__Aufgabenstellung__: Prüfe, ob diese Aussagen mit dem vorliegenden Text zur Haltung der Kirchen in der Corona-Pandemie übereinstimmen, und beantworte jede mit Ja oder Nein samt den entscheidenden Wörtern als wörtlichem Zitat: (a) Tilman Jeremias ist katholischer Bischof. (b) Jeremias weist den Vorwurf zurück, die Kirche sei in der Pandemie gesellschaftlich bedeutungslos. (c) Nach Jeremias verfügen Gemeinden über Netzwerke, die in einer Krise wertvoll sind.

__Vorliegender Text__:
========================================================================
Bischof verteidigt Haltung der Kirchen während der Corona-Pandemie

Bischof verteidigt Haltung der Kirchen während der Corona-Pandemie
Der evangelische Bischof Tilman Jeremias hat den Vorwurf zurückgewiesen, die Kirche sei in der Corona-Pandemie gesellschaftlich bedeutungslos. Gemeinden seien nah bei den Menschen und verfügten über Netzwerke, die in einer Krise wertvoll seien.
========================================================================
__Übungsmaterial__:
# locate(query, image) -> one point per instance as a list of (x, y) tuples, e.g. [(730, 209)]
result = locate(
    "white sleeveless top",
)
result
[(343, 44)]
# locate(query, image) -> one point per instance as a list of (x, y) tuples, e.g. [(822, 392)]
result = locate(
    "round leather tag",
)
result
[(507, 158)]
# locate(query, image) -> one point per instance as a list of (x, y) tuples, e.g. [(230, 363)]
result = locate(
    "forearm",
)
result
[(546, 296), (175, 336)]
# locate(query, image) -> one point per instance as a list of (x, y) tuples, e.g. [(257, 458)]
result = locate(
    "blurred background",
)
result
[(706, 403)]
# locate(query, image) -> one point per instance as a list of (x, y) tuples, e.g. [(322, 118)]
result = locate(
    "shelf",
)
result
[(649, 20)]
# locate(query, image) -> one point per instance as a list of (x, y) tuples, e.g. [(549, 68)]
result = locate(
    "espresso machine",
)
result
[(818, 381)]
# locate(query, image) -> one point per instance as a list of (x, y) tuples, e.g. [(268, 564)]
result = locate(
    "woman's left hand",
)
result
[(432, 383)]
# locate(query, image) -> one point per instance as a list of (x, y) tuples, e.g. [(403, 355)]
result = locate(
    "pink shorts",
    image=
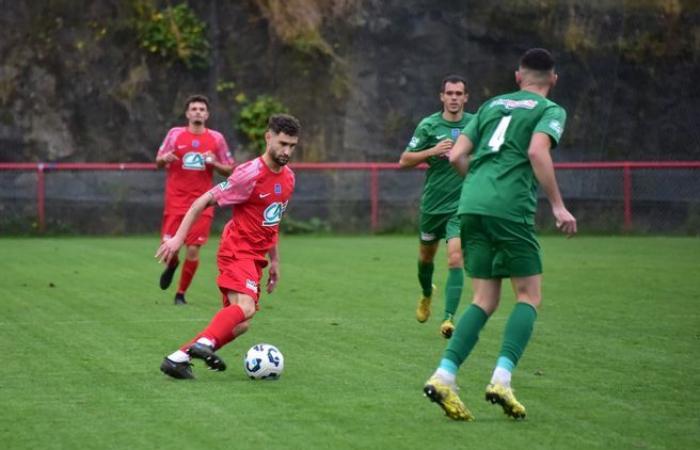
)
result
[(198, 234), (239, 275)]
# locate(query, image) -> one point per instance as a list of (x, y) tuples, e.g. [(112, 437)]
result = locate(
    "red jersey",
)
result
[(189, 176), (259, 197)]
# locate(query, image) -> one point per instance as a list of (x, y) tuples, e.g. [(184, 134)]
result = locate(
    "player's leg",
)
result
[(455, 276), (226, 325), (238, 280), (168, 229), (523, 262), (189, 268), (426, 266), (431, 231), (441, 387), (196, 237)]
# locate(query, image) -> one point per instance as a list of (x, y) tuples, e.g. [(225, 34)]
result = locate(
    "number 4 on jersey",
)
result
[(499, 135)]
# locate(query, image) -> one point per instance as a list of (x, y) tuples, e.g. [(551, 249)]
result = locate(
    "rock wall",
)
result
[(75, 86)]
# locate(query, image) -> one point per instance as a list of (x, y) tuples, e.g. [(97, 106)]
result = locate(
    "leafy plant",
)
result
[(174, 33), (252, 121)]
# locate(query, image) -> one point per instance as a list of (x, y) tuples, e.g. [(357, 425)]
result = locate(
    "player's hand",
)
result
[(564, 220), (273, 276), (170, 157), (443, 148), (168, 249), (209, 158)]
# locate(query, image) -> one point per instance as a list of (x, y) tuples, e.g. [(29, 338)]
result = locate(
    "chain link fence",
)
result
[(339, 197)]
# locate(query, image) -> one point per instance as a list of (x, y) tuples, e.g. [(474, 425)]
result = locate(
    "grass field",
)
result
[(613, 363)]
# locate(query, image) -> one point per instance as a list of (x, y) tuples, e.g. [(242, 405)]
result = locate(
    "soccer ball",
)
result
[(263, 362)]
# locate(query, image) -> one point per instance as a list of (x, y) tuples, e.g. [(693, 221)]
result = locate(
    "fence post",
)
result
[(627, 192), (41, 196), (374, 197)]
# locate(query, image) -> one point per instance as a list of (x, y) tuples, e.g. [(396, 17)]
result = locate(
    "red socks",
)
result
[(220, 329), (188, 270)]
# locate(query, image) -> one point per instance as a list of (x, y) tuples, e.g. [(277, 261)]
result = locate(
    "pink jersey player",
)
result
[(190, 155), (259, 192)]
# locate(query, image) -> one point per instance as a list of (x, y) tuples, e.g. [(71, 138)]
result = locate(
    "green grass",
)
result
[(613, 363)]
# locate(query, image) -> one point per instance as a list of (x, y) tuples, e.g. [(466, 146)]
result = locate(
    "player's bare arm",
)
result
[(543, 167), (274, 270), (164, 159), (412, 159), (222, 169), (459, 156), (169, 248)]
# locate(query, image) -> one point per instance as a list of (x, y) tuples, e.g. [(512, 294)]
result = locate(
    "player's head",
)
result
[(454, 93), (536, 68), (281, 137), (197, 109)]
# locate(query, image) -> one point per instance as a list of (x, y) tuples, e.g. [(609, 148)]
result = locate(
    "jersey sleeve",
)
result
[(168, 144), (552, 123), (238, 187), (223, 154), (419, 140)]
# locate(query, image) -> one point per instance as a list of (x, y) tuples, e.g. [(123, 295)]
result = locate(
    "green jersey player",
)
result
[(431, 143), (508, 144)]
========================================================================
__Antwort__:
(a) Nein: „Der evangelische Bischof Tilman Jeremias“
(b) Ja: „hat den Vorwurf zurückgewiesen, die Kirche sei in der Corona-Pandemie gesellschaftlich bedeutungslos“
(c) Ja: „verfügten über Netzwerke, die in einer Krise wertvoll seien“